Write every record out again exactly as given.
***** SOURCE MATERIAL
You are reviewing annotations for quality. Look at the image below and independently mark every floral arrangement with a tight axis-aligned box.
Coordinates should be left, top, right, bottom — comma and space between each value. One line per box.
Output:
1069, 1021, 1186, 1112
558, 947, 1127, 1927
**********
# SOLUTION
You are reviewing annotations for quality. Look at the image below and independently mark every floral arrangement with a tight axis-aligned box.
Coordinates should be left, top, right, bottom — comma and space between each value. One line per box.
Output:
1069, 1021, 1186, 1112
558, 947, 1127, 1927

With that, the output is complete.